(Entries on where objects are located)

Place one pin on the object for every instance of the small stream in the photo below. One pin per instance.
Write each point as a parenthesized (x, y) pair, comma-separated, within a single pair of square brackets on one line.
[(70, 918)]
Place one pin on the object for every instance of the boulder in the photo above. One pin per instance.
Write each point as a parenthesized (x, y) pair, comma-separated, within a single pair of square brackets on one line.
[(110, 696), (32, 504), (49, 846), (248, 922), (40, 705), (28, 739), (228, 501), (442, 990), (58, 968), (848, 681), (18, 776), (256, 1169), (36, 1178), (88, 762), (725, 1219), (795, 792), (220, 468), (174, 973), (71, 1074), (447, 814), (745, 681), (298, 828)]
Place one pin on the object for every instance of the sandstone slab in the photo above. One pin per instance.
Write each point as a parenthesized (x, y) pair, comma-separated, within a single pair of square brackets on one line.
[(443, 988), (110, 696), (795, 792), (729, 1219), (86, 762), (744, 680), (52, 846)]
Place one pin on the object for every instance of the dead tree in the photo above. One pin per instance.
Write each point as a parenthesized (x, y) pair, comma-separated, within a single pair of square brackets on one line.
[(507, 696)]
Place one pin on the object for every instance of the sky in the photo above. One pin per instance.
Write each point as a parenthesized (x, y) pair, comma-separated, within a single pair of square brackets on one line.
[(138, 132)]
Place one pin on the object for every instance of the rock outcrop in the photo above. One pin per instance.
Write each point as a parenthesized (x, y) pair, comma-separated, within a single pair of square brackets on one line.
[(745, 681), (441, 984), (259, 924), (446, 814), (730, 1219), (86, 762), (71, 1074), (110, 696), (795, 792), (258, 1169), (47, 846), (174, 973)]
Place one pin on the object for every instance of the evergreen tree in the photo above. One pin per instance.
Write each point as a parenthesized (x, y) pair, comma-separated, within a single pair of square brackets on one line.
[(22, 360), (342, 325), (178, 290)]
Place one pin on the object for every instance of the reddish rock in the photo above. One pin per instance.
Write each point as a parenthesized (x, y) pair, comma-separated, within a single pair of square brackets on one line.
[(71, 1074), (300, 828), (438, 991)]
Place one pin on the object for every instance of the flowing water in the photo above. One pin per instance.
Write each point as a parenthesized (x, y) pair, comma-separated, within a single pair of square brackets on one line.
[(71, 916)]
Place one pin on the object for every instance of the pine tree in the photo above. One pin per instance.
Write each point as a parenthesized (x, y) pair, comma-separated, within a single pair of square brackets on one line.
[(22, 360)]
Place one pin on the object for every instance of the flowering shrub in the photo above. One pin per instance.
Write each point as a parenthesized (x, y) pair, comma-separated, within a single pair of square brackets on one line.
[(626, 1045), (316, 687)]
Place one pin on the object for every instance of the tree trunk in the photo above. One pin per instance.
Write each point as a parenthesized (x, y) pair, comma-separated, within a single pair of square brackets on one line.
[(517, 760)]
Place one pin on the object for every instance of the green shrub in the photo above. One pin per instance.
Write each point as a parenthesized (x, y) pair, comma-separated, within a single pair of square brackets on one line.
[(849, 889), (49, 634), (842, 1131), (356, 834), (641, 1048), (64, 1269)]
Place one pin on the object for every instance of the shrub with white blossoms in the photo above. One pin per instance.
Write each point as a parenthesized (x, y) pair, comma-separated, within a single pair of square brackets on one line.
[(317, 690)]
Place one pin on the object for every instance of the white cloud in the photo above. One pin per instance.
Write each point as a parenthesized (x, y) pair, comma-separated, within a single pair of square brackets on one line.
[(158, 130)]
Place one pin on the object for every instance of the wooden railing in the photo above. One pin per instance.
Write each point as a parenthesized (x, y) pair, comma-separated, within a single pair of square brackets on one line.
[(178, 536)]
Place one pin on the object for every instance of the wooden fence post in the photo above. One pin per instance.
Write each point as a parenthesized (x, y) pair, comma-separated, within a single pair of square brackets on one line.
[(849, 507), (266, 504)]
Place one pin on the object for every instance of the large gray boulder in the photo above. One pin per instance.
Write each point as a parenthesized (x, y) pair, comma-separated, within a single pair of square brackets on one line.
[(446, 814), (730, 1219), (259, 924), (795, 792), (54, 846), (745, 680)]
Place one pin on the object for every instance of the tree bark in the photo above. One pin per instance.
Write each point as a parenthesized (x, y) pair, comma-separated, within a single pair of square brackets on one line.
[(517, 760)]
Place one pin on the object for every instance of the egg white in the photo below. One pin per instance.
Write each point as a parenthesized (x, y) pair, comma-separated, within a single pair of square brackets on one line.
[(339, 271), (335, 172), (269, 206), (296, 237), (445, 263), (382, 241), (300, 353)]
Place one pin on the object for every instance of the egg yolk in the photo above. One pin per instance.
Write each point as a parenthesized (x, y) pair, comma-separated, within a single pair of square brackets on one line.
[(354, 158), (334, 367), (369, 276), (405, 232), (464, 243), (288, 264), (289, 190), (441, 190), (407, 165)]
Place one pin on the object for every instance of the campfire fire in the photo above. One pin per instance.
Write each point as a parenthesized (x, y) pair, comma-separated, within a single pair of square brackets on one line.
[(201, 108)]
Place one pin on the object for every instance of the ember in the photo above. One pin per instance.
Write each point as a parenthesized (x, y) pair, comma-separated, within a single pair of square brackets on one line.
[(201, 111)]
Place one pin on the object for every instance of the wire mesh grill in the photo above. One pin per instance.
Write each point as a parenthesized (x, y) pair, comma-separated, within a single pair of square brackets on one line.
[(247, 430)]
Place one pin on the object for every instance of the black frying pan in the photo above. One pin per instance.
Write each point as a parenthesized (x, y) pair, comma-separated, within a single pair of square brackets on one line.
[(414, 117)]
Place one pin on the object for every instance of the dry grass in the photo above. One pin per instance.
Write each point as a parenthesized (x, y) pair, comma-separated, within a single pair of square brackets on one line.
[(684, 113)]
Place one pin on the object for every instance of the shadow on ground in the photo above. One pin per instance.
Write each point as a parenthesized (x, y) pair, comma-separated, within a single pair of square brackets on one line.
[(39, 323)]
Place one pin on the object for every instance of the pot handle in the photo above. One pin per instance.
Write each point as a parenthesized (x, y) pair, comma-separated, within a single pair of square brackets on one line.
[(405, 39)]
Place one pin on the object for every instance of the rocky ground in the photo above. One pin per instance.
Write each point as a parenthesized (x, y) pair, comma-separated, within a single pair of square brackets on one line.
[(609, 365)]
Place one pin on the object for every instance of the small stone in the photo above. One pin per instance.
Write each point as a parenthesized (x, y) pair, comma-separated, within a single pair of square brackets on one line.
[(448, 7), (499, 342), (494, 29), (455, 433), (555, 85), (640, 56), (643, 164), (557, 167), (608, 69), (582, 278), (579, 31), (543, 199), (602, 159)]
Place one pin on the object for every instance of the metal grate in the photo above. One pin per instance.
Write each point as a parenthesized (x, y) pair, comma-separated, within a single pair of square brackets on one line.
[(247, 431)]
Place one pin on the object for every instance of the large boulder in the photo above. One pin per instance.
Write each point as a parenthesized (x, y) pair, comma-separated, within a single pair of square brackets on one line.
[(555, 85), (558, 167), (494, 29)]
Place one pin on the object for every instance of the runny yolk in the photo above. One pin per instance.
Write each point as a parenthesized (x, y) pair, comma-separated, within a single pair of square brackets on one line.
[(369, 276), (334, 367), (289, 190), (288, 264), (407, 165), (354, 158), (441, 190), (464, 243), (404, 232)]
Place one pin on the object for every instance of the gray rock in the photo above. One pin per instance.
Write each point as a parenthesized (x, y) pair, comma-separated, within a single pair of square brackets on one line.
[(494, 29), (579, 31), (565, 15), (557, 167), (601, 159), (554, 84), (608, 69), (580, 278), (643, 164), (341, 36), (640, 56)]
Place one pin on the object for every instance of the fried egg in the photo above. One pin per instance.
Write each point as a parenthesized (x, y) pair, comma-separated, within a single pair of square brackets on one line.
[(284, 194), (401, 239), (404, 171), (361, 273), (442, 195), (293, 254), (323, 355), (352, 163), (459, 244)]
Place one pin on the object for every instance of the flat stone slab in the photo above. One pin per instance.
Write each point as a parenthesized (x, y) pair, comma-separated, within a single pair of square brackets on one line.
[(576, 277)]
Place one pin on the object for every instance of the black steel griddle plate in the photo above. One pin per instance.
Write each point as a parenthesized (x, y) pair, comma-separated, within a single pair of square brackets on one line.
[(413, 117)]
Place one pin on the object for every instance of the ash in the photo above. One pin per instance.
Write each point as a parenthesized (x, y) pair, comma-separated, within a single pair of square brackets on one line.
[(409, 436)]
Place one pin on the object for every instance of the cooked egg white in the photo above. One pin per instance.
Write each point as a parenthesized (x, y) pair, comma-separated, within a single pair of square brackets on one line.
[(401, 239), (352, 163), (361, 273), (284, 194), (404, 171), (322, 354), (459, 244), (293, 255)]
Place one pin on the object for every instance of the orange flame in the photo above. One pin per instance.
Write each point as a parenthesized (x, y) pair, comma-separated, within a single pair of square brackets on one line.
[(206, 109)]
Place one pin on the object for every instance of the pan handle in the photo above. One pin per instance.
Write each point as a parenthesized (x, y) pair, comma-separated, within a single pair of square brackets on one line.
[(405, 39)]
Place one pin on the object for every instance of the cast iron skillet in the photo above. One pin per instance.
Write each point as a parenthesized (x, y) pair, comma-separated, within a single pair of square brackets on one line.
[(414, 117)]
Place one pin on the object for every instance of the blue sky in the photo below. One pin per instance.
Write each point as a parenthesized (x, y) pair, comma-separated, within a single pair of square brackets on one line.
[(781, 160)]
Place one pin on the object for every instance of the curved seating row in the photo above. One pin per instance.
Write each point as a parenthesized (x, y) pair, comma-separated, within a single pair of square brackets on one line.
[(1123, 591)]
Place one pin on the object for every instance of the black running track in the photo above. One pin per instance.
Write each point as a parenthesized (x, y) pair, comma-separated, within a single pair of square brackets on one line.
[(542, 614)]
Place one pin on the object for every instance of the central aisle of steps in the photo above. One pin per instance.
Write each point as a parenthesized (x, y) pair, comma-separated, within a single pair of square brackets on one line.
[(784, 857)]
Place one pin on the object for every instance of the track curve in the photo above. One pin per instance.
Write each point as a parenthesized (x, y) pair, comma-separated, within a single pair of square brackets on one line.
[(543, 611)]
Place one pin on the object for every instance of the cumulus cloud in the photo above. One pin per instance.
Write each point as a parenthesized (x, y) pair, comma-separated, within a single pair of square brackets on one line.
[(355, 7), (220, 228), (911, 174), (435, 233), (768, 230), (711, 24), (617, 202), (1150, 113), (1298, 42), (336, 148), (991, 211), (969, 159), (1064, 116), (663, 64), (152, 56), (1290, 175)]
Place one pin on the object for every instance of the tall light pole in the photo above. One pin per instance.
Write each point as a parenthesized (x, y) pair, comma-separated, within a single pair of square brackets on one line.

### WHAT IS BEING ASKED
Rewrite the entries from the line with "of the white" up to and including the line with "[(178, 536)]", keeping every line, with 76 added to each coordinate value in the answer points.

### OUTPUT OF THE EXERCISE
Place one pin on the object for every instance of the white cloud in the photo above. One pin per instance.
Write each point as a parenthesized (x, y) pair, comma-separated, within a single pair of square brackets on one line.
[(234, 206)]
Place one pin on the object for every instance of the wooden railing in the photo above. One pin per instance.
Write each point as a parenthesized (x, y) pair, comma-separated, within a single pair of square brackets on one line.
[(254, 612)]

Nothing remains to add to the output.